It’ll be pretty plain to see that I haven’t been posting that much recently. Stuff happens, and, on top of that, I’ve been feeling a little faded/bored with it. By it, I mean blogging. And by blogging I mean, in this context, stuff connected with the ’emerging conversation’. Perhaps it’s just me.
I’ve just written a piece for Third Way – coming out in November – about Facebook, and other social networks. In the article I quote two things from Bauman’s Liquid Life. Firstly Bauman himself who writes that:
“flattened into a perpetual present and filled to the brim with survival-gratification concerns, [the world] leaves no room for worries about anything other than what can be consumed and relished on the spot”
Secondly, Bauman quotes a Stasuik, another cultural commentator, who notes that:
“it is highly probable that the quantity of digital, celluloid and analogue beings met in the course of a bodily life comes close to the volume which eternal life and resurrection of the flesh could offer.”
And what I’m feeling at the moment, springing out of these thoughts, is just the volume of noise in the blogosphere. I’ve likened it in the past to being at a party where everyone in the room is shouting, but no one is actually listening. Conversation is thus impossible. To converse we must be quiet and listen, and digest what others are saying, and reflect and then reply.
(By the way – welcome to those readers who’ve made it past the 240 word mark. You’ve done better than most web-readers do, according to studies)
For me the ’emerging conversation’ has become too much like a whole bunch of people mouthing off… Pretending to listen, by occasionally quoting others, but, for the most part, just yabbering on about their little world regardless of what others are saying. In the book I mention some of the conditions under which a system might become ’emergent’, or ‘self-organizing’, or ‘a learning system’, to use different syntax. One of the key conditions is an ability to sense and respond to its environment. And this requires careful listening. I think we’ve lost the art.

****

**Short problem 1:** In the blog post about blogging fatigue, what scene has the writer previously compared the blogosphere to?
**Short problem 2:** Carry on with the blog post about blogging fatigue, picking up after its last sentence.

**Given records:**
****

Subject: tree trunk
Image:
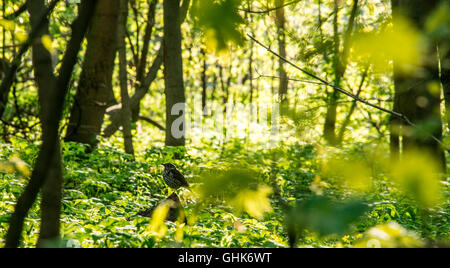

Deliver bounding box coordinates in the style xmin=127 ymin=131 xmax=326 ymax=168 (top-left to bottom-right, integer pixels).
xmin=393 ymin=0 xmax=445 ymax=169
xmin=65 ymin=0 xmax=120 ymax=146
xmin=27 ymin=0 xmax=63 ymax=246
xmin=163 ymin=0 xmax=186 ymax=146
xmin=103 ymin=0 xmax=190 ymax=138
xmin=118 ymin=0 xmax=134 ymax=156
xmin=275 ymin=0 xmax=288 ymax=104
xmin=439 ymin=40 xmax=450 ymax=129
xmin=200 ymin=48 xmax=208 ymax=116
xmin=324 ymin=0 xmax=359 ymax=145
xmin=5 ymin=0 xmax=97 ymax=248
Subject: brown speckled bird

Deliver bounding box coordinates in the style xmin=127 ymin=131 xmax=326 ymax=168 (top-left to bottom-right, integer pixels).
xmin=162 ymin=163 xmax=190 ymax=190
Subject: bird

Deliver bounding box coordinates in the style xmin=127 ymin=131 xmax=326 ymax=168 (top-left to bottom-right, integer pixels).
xmin=162 ymin=163 xmax=191 ymax=190
xmin=136 ymin=193 xmax=186 ymax=223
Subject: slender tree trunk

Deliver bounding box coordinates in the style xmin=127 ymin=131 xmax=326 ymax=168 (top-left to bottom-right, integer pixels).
xmin=337 ymin=66 xmax=369 ymax=144
xmin=163 ymin=0 xmax=186 ymax=146
xmin=393 ymin=0 xmax=445 ymax=170
xmin=131 ymin=0 xmax=159 ymax=122
xmin=27 ymin=0 xmax=63 ymax=246
xmin=439 ymin=41 xmax=450 ymax=129
xmin=65 ymin=0 xmax=120 ymax=146
xmin=275 ymin=0 xmax=288 ymax=104
xmin=103 ymin=0 xmax=190 ymax=138
xmin=200 ymin=48 xmax=208 ymax=116
xmin=324 ymin=0 xmax=359 ymax=145
xmin=5 ymin=0 xmax=97 ymax=248
xmin=117 ymin=0 xmax=134 ymax=156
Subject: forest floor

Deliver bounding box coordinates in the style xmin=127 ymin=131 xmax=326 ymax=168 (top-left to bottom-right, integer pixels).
xmin=0 ymin=137 xmax=450 ymax=247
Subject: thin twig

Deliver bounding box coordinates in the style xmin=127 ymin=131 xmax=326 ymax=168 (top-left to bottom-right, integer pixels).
xmin=239 ymin=0 xmax=301 ymax=14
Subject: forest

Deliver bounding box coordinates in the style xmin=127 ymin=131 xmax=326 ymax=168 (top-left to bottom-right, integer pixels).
xmin=0 ymin=0 xmax=450 ymax=248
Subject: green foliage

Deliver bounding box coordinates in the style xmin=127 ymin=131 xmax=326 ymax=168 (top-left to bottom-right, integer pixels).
xmin=192 ymin=0 xmax=244 ymax=51
xmin=0 ymin=141 xmax=450 ymax=247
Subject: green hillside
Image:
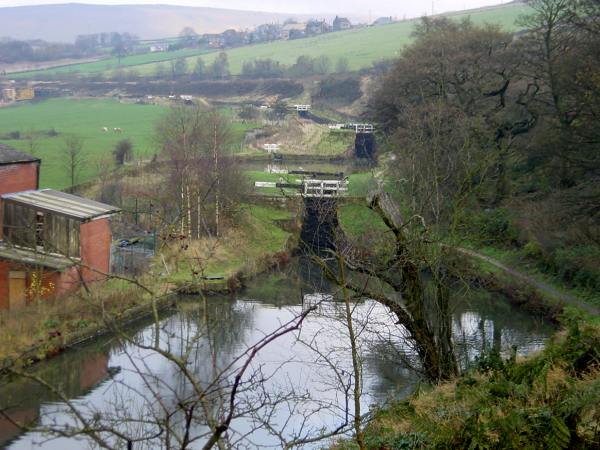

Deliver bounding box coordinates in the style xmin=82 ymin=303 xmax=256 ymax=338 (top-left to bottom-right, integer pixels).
xmin=9 ymin=48 xmax=213 ymax=79
xmin=0 ymin=99 xmax=165 ymax=189
xmin=15 ymin=4 xmax=528 ymax=77
xmin=124 ymin=4 xmax=528 ymax=75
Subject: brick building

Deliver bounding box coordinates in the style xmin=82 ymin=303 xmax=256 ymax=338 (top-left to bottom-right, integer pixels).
xmin=0 ymin=144 xmax=119 ymax=309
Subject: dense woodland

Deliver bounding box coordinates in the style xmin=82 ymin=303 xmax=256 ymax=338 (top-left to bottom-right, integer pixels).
xmin=370 ymin=0 xmax=600 ymax=298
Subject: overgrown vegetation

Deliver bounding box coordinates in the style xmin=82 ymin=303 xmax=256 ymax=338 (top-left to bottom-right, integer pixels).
xmin=371 ymin=0 xmax=600 ymax=312
xmin=337 ymin=320 xmax=600 ymax=449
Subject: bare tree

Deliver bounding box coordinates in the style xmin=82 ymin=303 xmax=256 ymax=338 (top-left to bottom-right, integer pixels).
xmin=62 ymin=136 xmax=85 ymax=188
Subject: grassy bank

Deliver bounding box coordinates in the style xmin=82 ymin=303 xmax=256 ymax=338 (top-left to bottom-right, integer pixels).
xmin=0 ymin=98 xmax=257 ymax=189
xmin=10 ymin=49 xmax=213 ymax=79
xmin=0 ymin=205 xmax=295 ymax=371
xmin=11 ymin=4 xmax=527 ymax=78
xmin=464 ymin=246 xmax=600 ymax=307
xmin=165 ymin=204 xmax=294 ymax=291
xmin=335 ymin=321 xmax=600 ymax=450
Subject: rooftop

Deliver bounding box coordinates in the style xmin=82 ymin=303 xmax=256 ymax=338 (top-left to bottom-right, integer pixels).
xmin=0 ymin=242 xmax=75 ymax=271
xmin=2 ymin=189 xmax=121 ymax=222
xmin=0 ymin=144 xmax=40 ymax=165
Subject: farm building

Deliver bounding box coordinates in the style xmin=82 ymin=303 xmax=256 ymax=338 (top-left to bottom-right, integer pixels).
xmin=373 ymin=16 xmax=394 ymax=26
xmin=280 ymin=23 xmax=306 ymax=40
xmin=305 ymin=20 xmax=331 ymax=36
xmin=0 ymin=144 xmax=119 ymax=309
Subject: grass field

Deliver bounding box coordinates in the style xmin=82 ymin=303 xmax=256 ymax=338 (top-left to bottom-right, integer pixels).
xmin=0 ymin=98 xmax=255 ymax=189
xmin=11 ymin=5 xmax=528 ymax=77
xmin=9 ymin=48 xmax=213 ymax=79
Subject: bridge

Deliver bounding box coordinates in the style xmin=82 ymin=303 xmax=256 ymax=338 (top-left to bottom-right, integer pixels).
xmin=254 ymin=170 xmax=348 ymax=198
xmin=329 ymin=123 xmax=375 ymax=161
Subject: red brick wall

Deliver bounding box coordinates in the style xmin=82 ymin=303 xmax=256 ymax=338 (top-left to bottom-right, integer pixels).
xmin=79 ymin=218 xmax=111 ymax=281
xmin=0 ymin=260 xmax=10 ymax=310
xmin=0 ymin=162 xmax=39 ymax=240
xmin=0 ymin=219 xmax=111 ymax=309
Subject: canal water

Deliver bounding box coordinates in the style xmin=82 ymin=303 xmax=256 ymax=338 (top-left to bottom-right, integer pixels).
xmin=0 ymin=260 xmax=554 ymax=450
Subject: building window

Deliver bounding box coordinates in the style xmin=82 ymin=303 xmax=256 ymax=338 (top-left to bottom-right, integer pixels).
xmin=3 ymin=201 xmax=80 ymax=258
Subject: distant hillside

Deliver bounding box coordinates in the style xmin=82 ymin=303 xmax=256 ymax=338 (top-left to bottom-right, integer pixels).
xmin=0 ymin=3 xmax=310 ymax=42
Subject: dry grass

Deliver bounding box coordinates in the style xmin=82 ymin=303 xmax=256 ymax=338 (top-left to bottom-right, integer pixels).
xmin=0 ymin=280 xmax=149 ymax=367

****

**Output 1:** A party where everyone in the room is shouting, but no one is actually listening.

**Output 2:**
So I’m moving over to a new blogging-style system called Conch. The creators say that Conch is “designed to emphasise the connectedness side of being part of a network, not unlike sitting round a dinner table, where certain rules about listening before speaking are important.”
You thus start by creating what they call a ‘table’ of other members. Once your table is set, you can begin posting, just as you would with any other blogging system. The difference is in the discussion element. Conch uses an algorithm to detect how the conversation around any post is going, and table members can rate other members’ comments. These ratings are then used, along with the algorithm, to invite a member of the table to post a new thought once discussion around the previous one has died down. This member can then either: post a new piece or defer to someone else in the group who they feel ought to ‘have the conch’ that time round – the allusion obviously being to Golding’s Lord of the Flies. Such a deferral gains a member ratings; members can force a new post themselves, but doing so is ratings-costly.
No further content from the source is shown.